* Begin EXERCISE INPUT *
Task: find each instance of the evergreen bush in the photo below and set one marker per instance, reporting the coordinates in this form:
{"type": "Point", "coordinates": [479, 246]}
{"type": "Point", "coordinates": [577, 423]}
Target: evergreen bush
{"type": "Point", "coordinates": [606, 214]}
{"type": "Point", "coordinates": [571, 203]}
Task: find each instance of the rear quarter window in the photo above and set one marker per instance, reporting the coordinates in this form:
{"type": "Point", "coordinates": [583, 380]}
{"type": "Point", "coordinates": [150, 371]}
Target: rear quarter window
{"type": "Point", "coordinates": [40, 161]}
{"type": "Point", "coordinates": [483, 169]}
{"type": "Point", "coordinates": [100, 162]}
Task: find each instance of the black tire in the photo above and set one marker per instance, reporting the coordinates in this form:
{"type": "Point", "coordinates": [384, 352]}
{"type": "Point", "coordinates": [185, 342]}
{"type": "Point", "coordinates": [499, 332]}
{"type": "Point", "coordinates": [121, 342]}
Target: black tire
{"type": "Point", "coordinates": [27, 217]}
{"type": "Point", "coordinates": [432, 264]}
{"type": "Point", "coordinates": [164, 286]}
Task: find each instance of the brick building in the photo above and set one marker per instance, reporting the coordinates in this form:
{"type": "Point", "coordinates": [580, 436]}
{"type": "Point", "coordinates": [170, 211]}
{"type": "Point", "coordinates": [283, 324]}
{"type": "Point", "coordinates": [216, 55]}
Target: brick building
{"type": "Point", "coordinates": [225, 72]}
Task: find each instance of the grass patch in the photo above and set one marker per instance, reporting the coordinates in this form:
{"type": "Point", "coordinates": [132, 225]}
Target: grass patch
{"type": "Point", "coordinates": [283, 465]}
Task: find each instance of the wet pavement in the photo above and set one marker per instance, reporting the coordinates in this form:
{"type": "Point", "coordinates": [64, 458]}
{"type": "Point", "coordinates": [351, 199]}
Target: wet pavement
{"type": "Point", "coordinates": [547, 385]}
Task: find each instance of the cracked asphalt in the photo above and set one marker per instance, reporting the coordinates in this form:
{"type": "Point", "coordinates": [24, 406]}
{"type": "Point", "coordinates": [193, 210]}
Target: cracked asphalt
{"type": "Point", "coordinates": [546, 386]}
* End EXERCISE INPUT *
* Begin EXERCISE INPUT *
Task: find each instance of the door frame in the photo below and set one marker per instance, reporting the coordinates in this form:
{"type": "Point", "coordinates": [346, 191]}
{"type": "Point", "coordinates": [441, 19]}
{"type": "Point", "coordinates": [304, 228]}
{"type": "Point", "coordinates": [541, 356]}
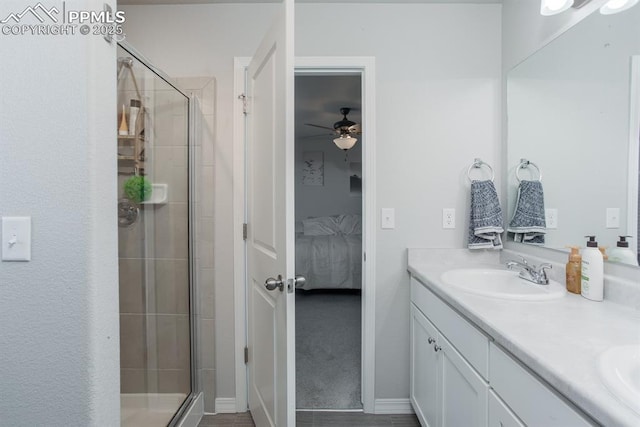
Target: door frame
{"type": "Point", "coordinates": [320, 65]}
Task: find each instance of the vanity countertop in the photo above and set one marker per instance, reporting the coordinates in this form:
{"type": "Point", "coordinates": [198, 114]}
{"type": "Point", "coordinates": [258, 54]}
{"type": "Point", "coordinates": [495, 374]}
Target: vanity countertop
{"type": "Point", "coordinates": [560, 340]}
* End EXERCISE INPUT *
* Begin EXERCISE INPUT *
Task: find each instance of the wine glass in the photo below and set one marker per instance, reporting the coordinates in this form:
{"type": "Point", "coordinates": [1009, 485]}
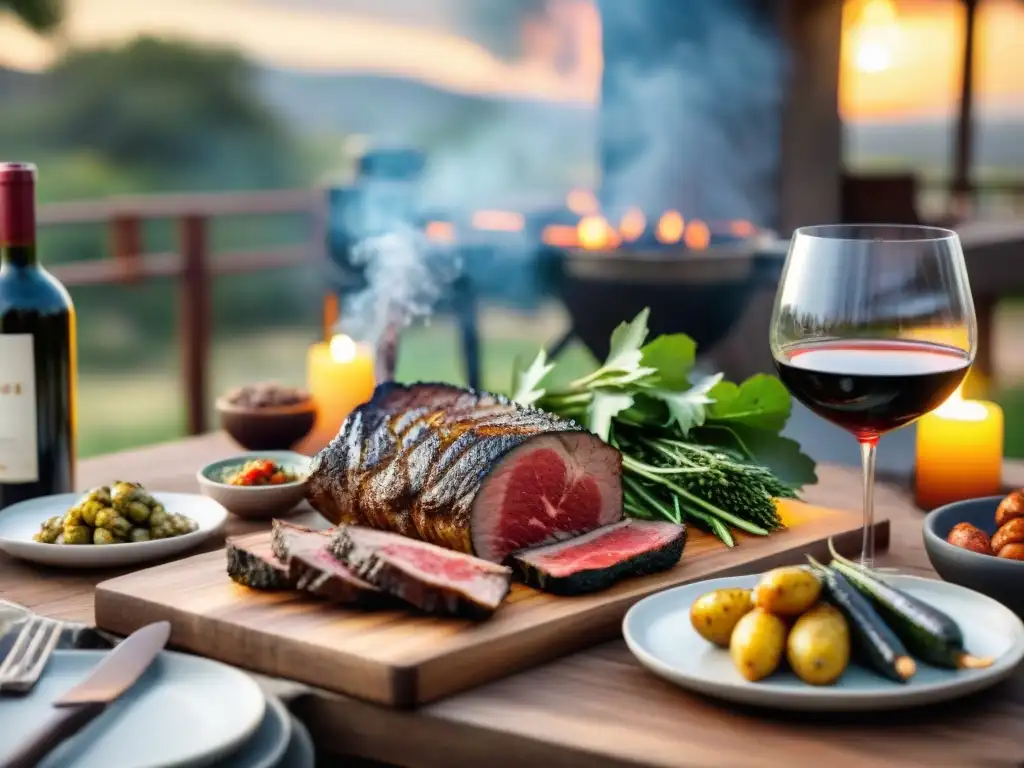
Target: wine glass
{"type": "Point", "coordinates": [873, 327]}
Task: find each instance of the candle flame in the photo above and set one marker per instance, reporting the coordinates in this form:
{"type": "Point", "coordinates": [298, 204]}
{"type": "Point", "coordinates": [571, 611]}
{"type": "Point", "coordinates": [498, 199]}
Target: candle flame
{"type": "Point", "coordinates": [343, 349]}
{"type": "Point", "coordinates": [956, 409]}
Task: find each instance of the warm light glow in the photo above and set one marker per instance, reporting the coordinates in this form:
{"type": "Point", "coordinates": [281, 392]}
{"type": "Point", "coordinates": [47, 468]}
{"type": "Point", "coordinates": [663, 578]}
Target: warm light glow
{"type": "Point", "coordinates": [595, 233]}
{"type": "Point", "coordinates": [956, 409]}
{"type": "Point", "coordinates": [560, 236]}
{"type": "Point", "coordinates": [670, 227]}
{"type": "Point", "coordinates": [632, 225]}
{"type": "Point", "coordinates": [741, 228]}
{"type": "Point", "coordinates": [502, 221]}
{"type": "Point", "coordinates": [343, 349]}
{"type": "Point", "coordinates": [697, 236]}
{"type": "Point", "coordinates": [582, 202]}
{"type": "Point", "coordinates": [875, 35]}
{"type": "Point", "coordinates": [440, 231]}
* End EXERCISE INPUT *
◆ **AIM**:
List every line of the records that contains the word "evergreen".

◆ **COMPLETED EXERCISE**:
Task: find each instance of the evergreen bush in the photo below and set one marker per instance, reporting the coordinates in this form:
Target: evergreen bush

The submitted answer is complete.